:: ESTRATTO DA LEGGERE ::
L’ABITO COLOR MALVA DELLA REGINA VITTORIA D’INGHILTERRA

26 Aprile 2019

Era il 29 ottobre 1793 quando in Francia la libertà d’abbigliamento fu proclamata un diritto fondamentale dell’uomo. Basta divieti e concessioni legati alla classe sociale o ai gruppi di appartenenza: il vento della Rivoluzione francese aveva spazzato via un’ipocrita impalcatura, capace però di condizionare le relazioni sociali. Con l’affermazione della libertà d’abbigliamento, nasce e si sviluppa anche il concetto di gusto e il successo di chi lo esercita meglio, un po’ come gli influencer di oggi. Nella società di allora, il ruolo di guida in fatto di gusto non poteva che spettare alle donne più importanti di allora: le regine, al cui stile tutte le donne – soprattutto le borghesi – si ispiravano.

 

L’ESPLOSIONE DEL MALVA: DALL’ABBIGLIAMENTO ALL’ARREDO

«La principessa Eugenia in Francia e la regina Vittoria in Inghilterra erano modelli incontrastati», scrive Riccardo Falcinelli su Cromorama. I giornali riportano ogni loro appuntamento, soffermandosi a descrivere, con dovizia di particolari, i loro outfit: stoffe, tessuti, accessori, acconciature, lunghezze, panneggi. E colori, ovviamente. «Ed è proprio la regina Vittoria a sancire un passaggio epocale per la storia del colore presentandosi al matrimonio di sua figlia con un abito dalla tinta insolita: un viola acceso, brillante, quasi elettrico. Scoppia la moda». Quel colore è il malva, e in quel momento esplode sul mercato, sia dell’abbigliamento, sia dell’arredo per interni.

:: ELENCO DEI COMPITI ::
1) Per ciascuna affermazione indica se concorda con l'estratto sull'abito color malva, rispondendo sì o no e citando fra virgolette le parole decisive dell'estratto. (a) In Francia la libertà d'abbigliamento fu proclamata diritto fondamentale il 29 ottobre 1793. (b) La regina Vittoria indossò l'abito viola al proprio matrimonio. (c) Il malva si diffuse soltanto nel mercato dell'abbigliamento.
2) Elenca tutti gli aspetti degli outfit delle regine su cui, secondo l'estratto sull'abito color malva, i giornali si soffermavano.
3) Per favore, prosegui l'estratto sull'abito color malva a partire dalla sua ultima frase.

:: RIGHE MOSTRATE ::

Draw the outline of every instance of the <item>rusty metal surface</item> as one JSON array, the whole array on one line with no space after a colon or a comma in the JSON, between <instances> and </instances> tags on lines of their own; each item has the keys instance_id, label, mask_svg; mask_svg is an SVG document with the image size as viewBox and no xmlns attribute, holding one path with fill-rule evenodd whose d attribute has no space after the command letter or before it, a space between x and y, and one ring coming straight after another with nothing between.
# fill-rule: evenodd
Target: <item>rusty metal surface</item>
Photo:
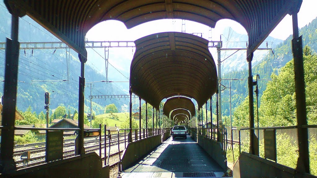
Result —
<instances>
[{"instance_id":1,"label":"rusty metal surface","mask_svg":"<svg viewBox=\"0 0 317 178\"><path fill-rule=\"evenodd\" d=\"M176 120L177 117L181 116L185 116L187 120L189 120L191 118L189 112L187 110L181 109L176 109L172 111L171 113L170 118L172 120Z\"/></svg>"},{"instance_id":2,"label":"rusty metal surface","mask_svg":"<svg viewBox=\"0 0 317 178\"><path fill-rule=\"evenodd\" d=\"M200 107L216 92L216 65L208 41L180 32L150 35L134 41L130 88L158 109L164 99L184 96Z\"/></svg>"},{"instance_id":3,"label":"rusty metal surface","mask_svg":"<svg viewBox=\"0 0 317 178\"><path fill-rule=\"evenodd\" d=\"M190 99L184 97L175 97L166 100L163 106L163 114L169 116L171 111L178 109L188 110L191 112L192 116L195 115L194 103Z\"/></svg>"},{"instance_id":4,"label":"rusty metal surface","mask_svg":"<svg viewBox=\"0 0 317 178\"><path fill-rule=\"evenodd\" d=\"M302 0L5 0L12 2L76 52L83 55L85 35L108 20L128 28L163 19L189 20L212 28L229 19L241 24L249 35L253 52L288 13Z\"/></svg>"}]
</instances>

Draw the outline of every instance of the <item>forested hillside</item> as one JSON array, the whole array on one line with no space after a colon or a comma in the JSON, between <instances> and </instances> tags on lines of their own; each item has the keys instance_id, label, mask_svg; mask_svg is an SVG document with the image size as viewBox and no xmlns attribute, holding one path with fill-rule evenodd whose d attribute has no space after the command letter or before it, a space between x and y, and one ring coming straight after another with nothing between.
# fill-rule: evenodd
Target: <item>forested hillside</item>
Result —
<instances>
[{"instance_id":1,"label":"forested hillside","mask_svg":"<svg viewBox=\"0 0 317 178\"><path fill-rule=\"evenodd\" d=\"M0 42L5 42L10 38L11 16L2 1L0 1ZM19 39L20 42L58 41L58 40L29 17L20 19ZM77 54L71 50L68 64L65 49L54 49L20 50L18 73L17 106L25 111L30 106L33 111L39 113L44 111L44 93L50 94L50 109L54 109L61 104L72 113L78 109L78 79L80 75L80 63ZM5 50L0 50L0 80L4 79ZM92 60L93 59L91 59ZM67 79L68 66L69 81L36 82L31 80L60 80ZM91 66L86 65L85 82L105 80L106 77ZM125 94L115 84L95 83L92 86L93 95ZM85 112L89 110L90 85L85 90ZM3 84L0 85L0 96L3 94ZM118 108L127 101L116 100L94 100L93 108L97 114L103 113L105 106L114 103Z\"/></svg>"},{"instance_id":2,"label":"forested hillside","mask_svg":"<svg viewBox=\"0 0 317 178\"><path fill-rule=\"evenodd\" d=\"M317 50L317 19L313 20L308 25L300 29L300 34L303 38L303 46L308 45L311 49L312 52ZM290 36L283 42L273 48L273 52L270 52L263 59L262 62L254 66L252 73L254 75L259 74L261 79L271 79L272 73L277 75L280 69L284 66L293 58L291 50L291 35ZM247 63L246 61L246 63ZM223 78L247 79L248 76L247 69L240 71L234 71L224 74ZM294 78L292 79L294 79ZM266 85L269 80L261 80L258 82L260 90L259 103L261 101L260 99L262 93L266 88ZM226 86L229 86L228 81L223 81L223 83ZM232 103L233 108L236 108L244 101L248 96L248 83L247 80L234 80L231 81ZM226 89L222 92L222 100L229 100L229 90ZM254 94L255 97L255 96ZM222 105L223 113L228 115L229 105L226 103ZM256 108L256 107L255 108Z\"/></svg>"}]
</instances>

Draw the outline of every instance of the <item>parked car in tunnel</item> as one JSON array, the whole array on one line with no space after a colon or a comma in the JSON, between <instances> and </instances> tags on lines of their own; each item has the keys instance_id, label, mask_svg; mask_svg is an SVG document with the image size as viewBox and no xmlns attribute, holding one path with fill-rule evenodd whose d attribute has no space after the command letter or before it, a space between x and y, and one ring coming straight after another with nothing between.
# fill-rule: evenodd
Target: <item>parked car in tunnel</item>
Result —
<instances>
[{"instance_id":1,"label":"parked car in tunnel","mask_svg":"<svg viewBox=\"0 0 317 178\"><path fill-rule=\"evenodd\" d=\"M183 137L187 138L187 130L184 125L176 125L173 127L171 134L173 139L176 137Z\"/></svg>"}]
</instances>

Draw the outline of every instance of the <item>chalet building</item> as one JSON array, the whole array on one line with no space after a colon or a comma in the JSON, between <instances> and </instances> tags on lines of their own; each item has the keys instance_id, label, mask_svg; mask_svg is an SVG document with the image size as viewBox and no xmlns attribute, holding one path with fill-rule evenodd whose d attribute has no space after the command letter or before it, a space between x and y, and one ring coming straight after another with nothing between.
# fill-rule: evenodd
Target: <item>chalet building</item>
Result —
<instances>
[{"instance_id":1,"label":"chalet building","mask_svg":"<svg viewBox=\"0 0 317 178\"><path fill-rule=\"evenodd\" d=\"M34 128L36 127L34 125L16 125L16 126L28 128ZM22 137L27 133L29 131L27 130L14 130L14 135ZM46 134L46 131L45 130L32 130L32 131L34 132L36 137L39 140L45 138Z\"/></svg>"},{"instance_id":2,"label":"chalet building","mask_svg":"<svg viewBox=\"0 0 317 178\"><path fill-rule=\"evenodd\" d=\"M54 119L52 121L53 123L53 121L55 122L56 119ZM54 124L51 125L49 127L49 128L64 128L64 129L73 129L78 128L78 121L74 121L71 119L63 119L59 120L55 123ZM84 128L89 129L90 127L89 126L84 124ZM77 134L77 131L76 130L72 131L65 131L64 132L64 137L72 136Z\"/></svg>"},{"instance_id":3,"label":"chalet building","mask_svg":"<svg viewBox=\"0 0 317 178\"><path fill-rule=\"evenodd\" d=\"M132 116L133 116L134 119L138 121L140 118L140 113L138 112L133 113L132 114Z\"/></svg>"},{"instance_id":4,"label":"chalet building","mask_svg":"<svg viewBox=\"0 0 317 178\"><path fill-rule=\"evenodd\" d=\"M116 133L118 133L118 130L119 130L119 127L117 126L117 125L116 124L115 126L107 126L107 129L109 129L110 130L110 134L114 134Z\"/></svg>"},{"instance_id":5,"label":"chalet building","mask_svg":"<svg viewBox=\"0 0 317 178\"><path fill-rule=\"evenodd\" d=\"M1 111L0 114L0 125L2 125L2 108L3 108L2 105L0 104L0 111ZM22 120L22 119L24 119L24 118L23 116L22 116L19 112L18 111L16 110L16 118L15 120ZM0 136L1 136L1 129L0 129Z\"/></svg>"}]
</instances>

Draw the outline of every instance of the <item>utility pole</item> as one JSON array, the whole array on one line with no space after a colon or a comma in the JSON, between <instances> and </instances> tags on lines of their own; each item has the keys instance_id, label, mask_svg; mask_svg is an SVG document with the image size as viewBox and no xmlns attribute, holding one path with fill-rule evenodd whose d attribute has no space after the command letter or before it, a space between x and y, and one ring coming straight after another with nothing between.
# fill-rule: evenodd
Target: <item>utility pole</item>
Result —
<instances>
[{"instance_id":1,"label":"utility pole","mask_svg":"<svg viewBox=\"0 0 317 178\"><path fill-rule=\"evenodd\" d=\"M221 41L221 36L220 36L220 40ZM218 54L218 114L219 120L222 120L221 118L221 62L220 61L220 48L221 48L221 43L218 43L217 46L217 53ZM218 123L217 123L218 125Z\"/></svg>"},{"instance_id":2,"label":"utility pole","mask_svg":"<svg viewBox=\"0 0 317 178\"><path fill-rule=\"evenodd\" d=\"M91 85L92 84L92 83L90 83L90 96L91 96ZM93 120L93 115L91 114L91 111L92 110L92 105L91 104L92 101L93 100L93 99L91 97L90 98L90 128L92 128L92 124L91 124L91 121ZM106 131L105 131L105 133Z\"/></svg>"},{"instance_id":3,"label":"utility pole","mask_svg":"<svg viewBox=\"0 0 317 178\"><path fill-rule=\"evenodd\" d=\"M231 116L231 82L229 80L229 100L230 105L229 105L229 112L230 114L230 134L231 134L231 130L232 129L232 119Z\"/></svg>"}]
</instances>

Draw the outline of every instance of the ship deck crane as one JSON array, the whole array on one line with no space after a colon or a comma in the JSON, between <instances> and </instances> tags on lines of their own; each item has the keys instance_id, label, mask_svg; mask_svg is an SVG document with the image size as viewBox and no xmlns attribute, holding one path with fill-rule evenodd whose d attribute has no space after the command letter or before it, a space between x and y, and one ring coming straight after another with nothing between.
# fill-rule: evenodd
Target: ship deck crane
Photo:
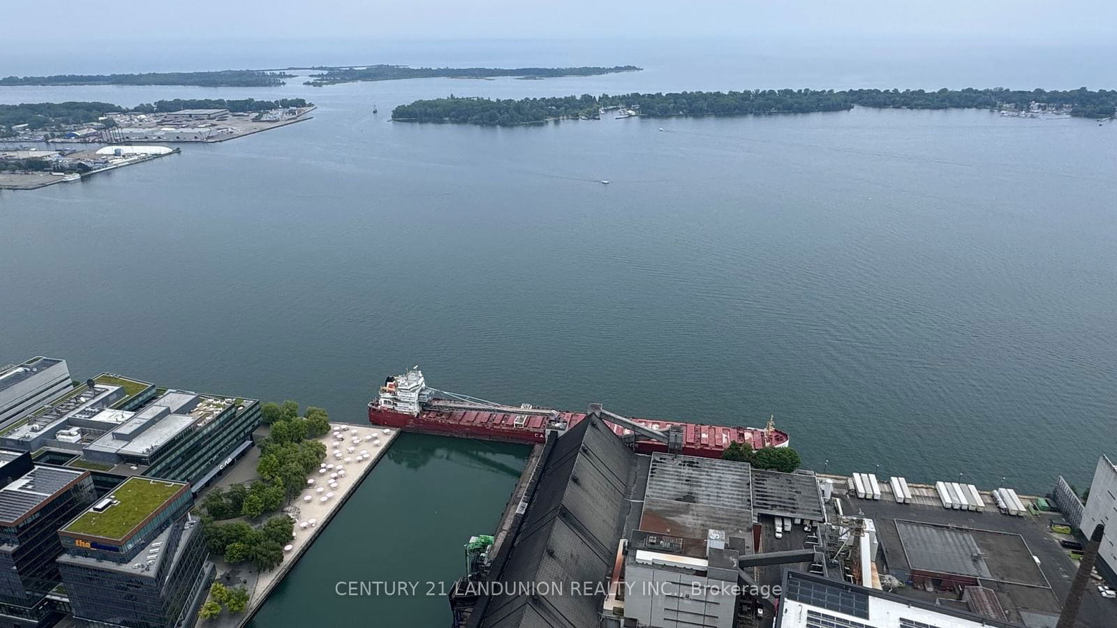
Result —
<instances>
[{"instance_id":1,"label":"ship deck crane","mask_svg":"<svg viewBox=\"0 0 1117 628\"><path fill-rule=\"evenodd\" d=\"M602 408L601 403L590 403L590 408L585 411L585 416L586 418L596 417L603 421L619 425L623 428L632 430L632 434L621 437L629 445L643 438L666 444L668 454L678 454L682 450L682 428L679 426L671 426L667 429L667 431L652 429L641 422L633 421L628 417L614 415L613 412Z\"/></svg>"}]
</instances>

:: RISULTATI PER COMPITO ::
1)
(a) Sì: «Era il 29 ottobre 1793 quando in Francia la libertà d’abbigliamento fu proclamata un diritto fondamentale dell’uomo».
(b) No: «presentandosi al matrimonio di sua figlia con un abito dalla tinta insolita».
(c) No: «esplode sul mercato, sia dell’abbigliamento, sia dell’arredo per interni».

2) Stoffe, tessuti, accessori, acconciature, lunghezze, panneggi, colori.

3)
 

MALVA, IL PRIMO COLORANTE SINTETICO DELLA STORIA

La nuance è inedita, esattamente come la tecnica di tintura. L’abito da cerimonia della regina Vittoria è tinto con la maveina: la maveina, come spiega Falcinelli, è il primo colorante sintetico della storia, ovvero ricreato in laboratorio e non derivante da materie prime vegetali o animali. «Non si torna più indietro. Il mondo del colore è cambiato per sempre». Vittoria visse tra 1819 e 1901, contemporanea di William Henry Perkin, giovanissimo studente del Royal College of Chemistry. A soli 18 anni, mentre cercava di sintetizzare il chinino – all’epoca usato come antimalarico –, ottenne, per sbaglio, una sostanza di colore cupo. Il giovane si rese conto che quella sostanza, se dissolta nell’acqua, produceva un effetto violaceo. Penso di farne un colorante per tessuti: «Lo prova sulla seta, che ne conferma subito la stabilità: regge la luce, lo sfregamento, i lavaggi». Seta, lana e cotone cominciarono così ad assumere varie sfumature, dal lilla al viola intenso.

 

UN USO GENIALE DI UN PRODOTTO BEN NOTO

Il primo colorante sintetico è figlio della diffusione dell’illuminazione a gas, che aveva fatto crescere l’interesse per lo sfruttamento dei residui della lavorazione del catrame che, come ricorda Falcinelli, spesso producevano sostanze coloranti. La genialità di Perkin, insomma, sta proprio nell’avere scoperto un uso nuovo di una sostanza nota: brevettò il prodotto e lo chiamò mauve, ovvero malva in francese, in modo da suggerire un collegamento con la capitale della moda. Fu un enorme successo commerciale.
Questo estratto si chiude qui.